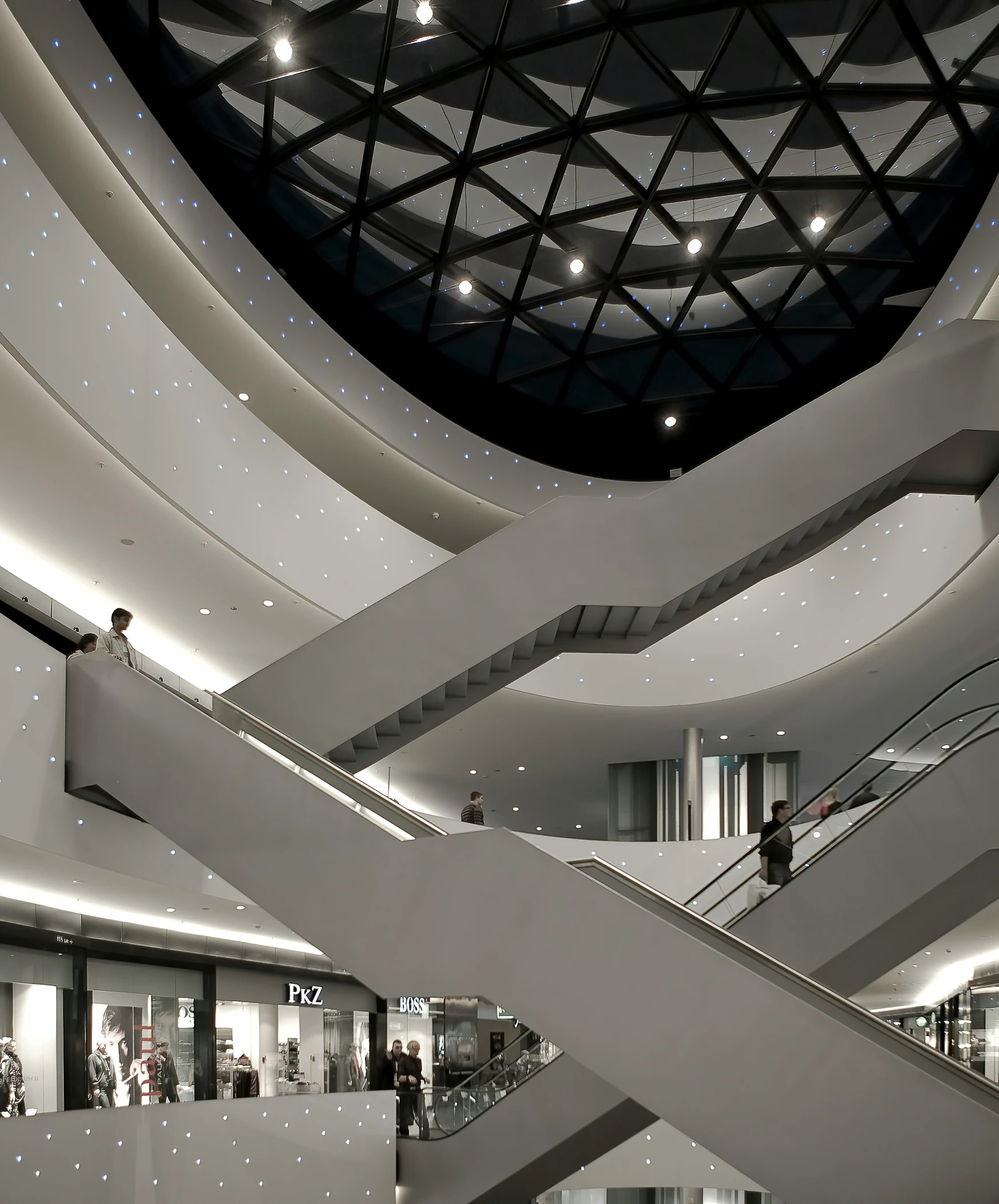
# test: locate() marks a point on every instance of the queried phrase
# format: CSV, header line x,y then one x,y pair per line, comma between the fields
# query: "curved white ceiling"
x,y
83,330
82,64
789,625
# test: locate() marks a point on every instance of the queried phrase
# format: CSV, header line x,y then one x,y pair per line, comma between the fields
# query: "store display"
x,y
140,1053
13,1074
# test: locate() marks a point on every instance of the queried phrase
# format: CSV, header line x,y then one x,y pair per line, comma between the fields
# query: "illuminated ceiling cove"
x,y
562,224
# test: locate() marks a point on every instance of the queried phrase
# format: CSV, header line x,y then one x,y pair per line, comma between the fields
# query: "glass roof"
x,y
560,222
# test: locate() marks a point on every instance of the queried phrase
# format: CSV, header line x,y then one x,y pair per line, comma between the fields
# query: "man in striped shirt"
x,y
472,812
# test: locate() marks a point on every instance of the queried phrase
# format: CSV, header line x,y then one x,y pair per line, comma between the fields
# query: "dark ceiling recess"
x,y
826,153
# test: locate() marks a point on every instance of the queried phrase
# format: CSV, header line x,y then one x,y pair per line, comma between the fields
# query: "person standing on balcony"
x,y
116,642
472,812
87,643
411,1079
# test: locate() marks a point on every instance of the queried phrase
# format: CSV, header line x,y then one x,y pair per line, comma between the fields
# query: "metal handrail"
x,y
343,781
856,765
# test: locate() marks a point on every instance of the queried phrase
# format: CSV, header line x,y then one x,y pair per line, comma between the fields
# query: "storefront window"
x,y
140,1034
31,1030
269,1049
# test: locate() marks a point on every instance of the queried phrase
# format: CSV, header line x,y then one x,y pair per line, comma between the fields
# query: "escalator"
x,y
798,1087
467,1150
900,850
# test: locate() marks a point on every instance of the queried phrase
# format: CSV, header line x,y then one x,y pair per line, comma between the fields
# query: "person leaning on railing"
x,y
116,642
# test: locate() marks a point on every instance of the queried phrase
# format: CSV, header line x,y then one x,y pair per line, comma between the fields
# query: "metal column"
x,y
691,800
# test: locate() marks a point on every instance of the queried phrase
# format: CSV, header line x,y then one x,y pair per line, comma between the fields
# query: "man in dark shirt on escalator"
x,y
776,848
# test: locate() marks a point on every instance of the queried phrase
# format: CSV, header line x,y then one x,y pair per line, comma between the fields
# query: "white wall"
x,y
122,858
659,1156
37,1036
341,1148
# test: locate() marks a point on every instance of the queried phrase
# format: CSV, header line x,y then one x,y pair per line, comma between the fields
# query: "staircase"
x,y
625,629
600,575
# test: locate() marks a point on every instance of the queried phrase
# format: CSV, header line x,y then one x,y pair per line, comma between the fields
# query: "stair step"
x,y
644,619
502,660
479,673
544,637
524,649
619,622
389,726
593,621
458,688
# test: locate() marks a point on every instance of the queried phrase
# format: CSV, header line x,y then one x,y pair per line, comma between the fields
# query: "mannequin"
x,y
14,1078
100,1077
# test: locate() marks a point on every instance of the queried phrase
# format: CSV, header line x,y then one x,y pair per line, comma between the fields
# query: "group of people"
x,y
403,1073
116,643
13,1089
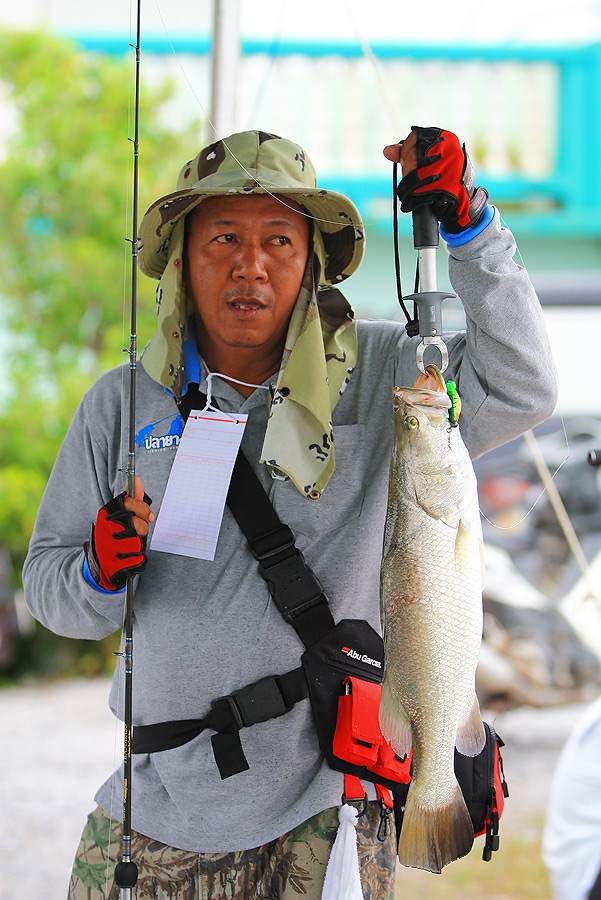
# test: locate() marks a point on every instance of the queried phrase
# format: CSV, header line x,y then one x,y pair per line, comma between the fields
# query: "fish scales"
x,y
431,604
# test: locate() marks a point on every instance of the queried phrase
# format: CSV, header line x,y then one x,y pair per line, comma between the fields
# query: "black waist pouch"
x,y
344,674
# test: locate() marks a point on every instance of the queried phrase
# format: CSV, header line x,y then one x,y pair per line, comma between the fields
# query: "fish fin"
x,y
394,721
432,837
470,735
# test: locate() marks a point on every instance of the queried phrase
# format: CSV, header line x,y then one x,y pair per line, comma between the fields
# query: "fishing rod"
x,y
427,299
126,871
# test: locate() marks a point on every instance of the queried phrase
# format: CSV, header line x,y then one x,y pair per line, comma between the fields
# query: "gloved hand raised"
x,y
117,545
438,171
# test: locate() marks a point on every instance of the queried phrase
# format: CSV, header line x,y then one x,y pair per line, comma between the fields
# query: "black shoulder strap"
x,y
294,587
297,594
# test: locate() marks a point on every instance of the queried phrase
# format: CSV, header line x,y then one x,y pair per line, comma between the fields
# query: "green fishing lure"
x,y
455,402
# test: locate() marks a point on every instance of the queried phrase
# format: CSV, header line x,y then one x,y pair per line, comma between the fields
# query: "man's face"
x,y
245,260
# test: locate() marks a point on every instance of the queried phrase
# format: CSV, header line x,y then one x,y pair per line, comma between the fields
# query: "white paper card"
x,y
190,516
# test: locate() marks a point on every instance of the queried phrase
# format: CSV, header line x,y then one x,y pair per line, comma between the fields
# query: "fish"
x,y
431,611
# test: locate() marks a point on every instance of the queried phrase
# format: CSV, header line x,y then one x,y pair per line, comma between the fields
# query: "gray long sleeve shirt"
x,y
205,629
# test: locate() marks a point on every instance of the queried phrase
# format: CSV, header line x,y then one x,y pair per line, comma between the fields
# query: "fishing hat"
x,y
255,162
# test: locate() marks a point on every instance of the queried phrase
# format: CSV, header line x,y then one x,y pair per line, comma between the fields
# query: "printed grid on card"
x,y
190,516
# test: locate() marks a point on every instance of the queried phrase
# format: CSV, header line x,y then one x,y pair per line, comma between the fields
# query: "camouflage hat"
x,y
255,162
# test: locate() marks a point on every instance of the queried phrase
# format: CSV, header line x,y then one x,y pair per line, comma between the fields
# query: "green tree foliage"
x,y
65,206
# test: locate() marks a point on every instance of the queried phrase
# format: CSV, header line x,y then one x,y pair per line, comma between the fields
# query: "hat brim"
x,y
336,216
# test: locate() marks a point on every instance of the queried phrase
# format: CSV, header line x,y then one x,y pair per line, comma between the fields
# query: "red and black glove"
x,y
444,178
115,549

**PROBLEM DETAILS**
Pick out each line of the material above that contains the string "card", and copy those lines.

**COMPLETE ANSWER**
# query: "white paper card"
# query: "printed grid on card"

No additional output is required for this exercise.